*ПРЕДОСТАВЛЕННЫЙ ТЕКСТ*.
*-*-*

Концепция мегамашины Мамфорда помогает прояснить некоторые феномены недавнего времени. Как представляется, впервые в новейшей истории мегамашина была широкомасштабно использована в сталинской системе индустриализации, а после этого в системе, примененной китайскими коммунистами. Если Ленин и Троцкий все же надеялись, что революция в конце концов приведет к управлению обществом индивида, как это полагал Маркс, Сталин предал то, что осталось от этих надежд, и поставил точку в этом предательстве физическим уничтожением всех тех, в ком эта надежда возможно не окончательно угасла. Сталин смог построить свою мегамашину на базе хорошо развитого промышленного сектора, хотя и намного отстающего от промышленных секторов таких стран, как Англия или Соединенные Штаты. Коммунистические лидеры в Китае столкнулись с другой ситуацией. У них не было индустриального ядра, которое можно было бы принимать во внимание. Их единственным капиталом была физическая энергия и чувства и мысли 700–миллионного народа. Они решили, что посредством полной координации этого человеческого материала они смогут создать эквивалент первоначального накопления капитала, необходимого для достижения технического развития, которое в сравнительно короткие сроки достигло бы уровня Запада. Эта тотальная координация должна была быть достигнута сочетанием силы, культа личности и идеологической обработки, контрастирующими со свободой и индивидуализацией, в которых Маркс усматривал существенные элементы социалистического общества. Однако не следует забывать, что идеалы преодоления личного эгоизма и ограничения максимального потребления оставались элементами в китайской системе, по крайней мере, до недавних пор, хотя они смешались с тоталитаризмом, национализмом и контролем над мыслями, тем самым искажая гуманистическое видение Маркса.
Понимание этого радикального разрыва между первой фазой индустриализации и второй промышленной революцией, в которой общество само становится огромной машиной, живой частицей которой является человек, затруднено в силу некоторых важных различий между мегамашиной Древнего Египта и мегамашиной двадцатого столетия. Прежде всего, труд живых частей древнеегипетской машины был принудительным. Явная угроза смерти или голода вынуждала древнеегипетского работника продолжать свою работу. В XX в. в наиболее развитых индустриальных странах, таких как Соединенные Штаты, работник имеет комфортабельную жизнь — какая казалась бы несбыточной роскошью его предку, работавшему сотню лет назад. Он принимает участие (и здесь кроется одна из ошибок Маркса) в экономическом прогрессе капиталистического общества, получает доход и в конечном счете может потерять гораздо больше, чем свои цепи.

*-*-*

*СОДЕРЖИМОЕ НАБОРА ДАННЫХ*.
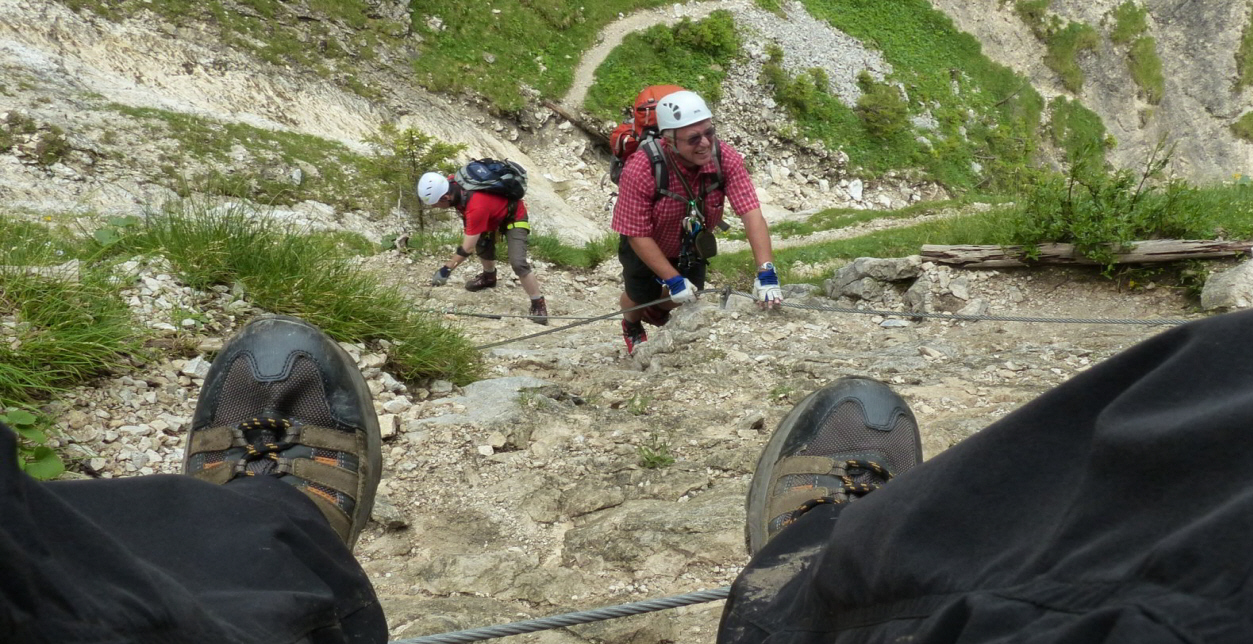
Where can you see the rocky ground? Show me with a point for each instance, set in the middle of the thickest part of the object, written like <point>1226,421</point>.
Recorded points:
<point>528,494</point>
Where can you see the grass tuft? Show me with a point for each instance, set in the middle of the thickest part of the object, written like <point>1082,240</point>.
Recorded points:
<point>308,276</point>
<point>54,332</point>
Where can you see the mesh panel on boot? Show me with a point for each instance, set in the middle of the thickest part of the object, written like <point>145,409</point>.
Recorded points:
<point>300,396</point>
<point>845,431</point>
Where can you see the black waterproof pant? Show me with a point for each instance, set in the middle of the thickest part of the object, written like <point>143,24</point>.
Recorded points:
<point>1115,508</point>
<point>172,559</point>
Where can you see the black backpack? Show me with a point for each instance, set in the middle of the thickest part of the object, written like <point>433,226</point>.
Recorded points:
<point>505,178</point>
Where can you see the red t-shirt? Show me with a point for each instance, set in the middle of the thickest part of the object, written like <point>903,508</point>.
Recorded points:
<point>637,216</point>
<point>485,212</point>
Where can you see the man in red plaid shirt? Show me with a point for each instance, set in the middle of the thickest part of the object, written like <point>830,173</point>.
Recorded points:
<point>658,237</point>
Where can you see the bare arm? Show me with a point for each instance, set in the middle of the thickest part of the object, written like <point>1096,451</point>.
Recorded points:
<point>758,236</point>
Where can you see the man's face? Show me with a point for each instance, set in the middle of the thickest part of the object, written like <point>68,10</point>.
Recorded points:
<point>694,143</point>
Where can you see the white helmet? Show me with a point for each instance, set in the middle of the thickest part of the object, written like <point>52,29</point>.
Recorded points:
<point>431,187</point>
<point>681,109</point>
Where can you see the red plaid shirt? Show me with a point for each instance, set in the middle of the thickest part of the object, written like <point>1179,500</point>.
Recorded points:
<point>635,214</point>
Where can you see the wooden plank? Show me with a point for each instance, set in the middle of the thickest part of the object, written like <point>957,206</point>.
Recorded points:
<point>1150,251</point>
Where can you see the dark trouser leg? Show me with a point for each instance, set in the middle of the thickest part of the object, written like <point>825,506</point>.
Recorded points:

*-*-*

Назовите всех людей, которые упомянуты по фамилии в тексте о мегамашине. Данные для работы не понадобятся.

*ОТВЕТ*. Мамфорд, Ленин, Троцкий, Маркс, Сталин.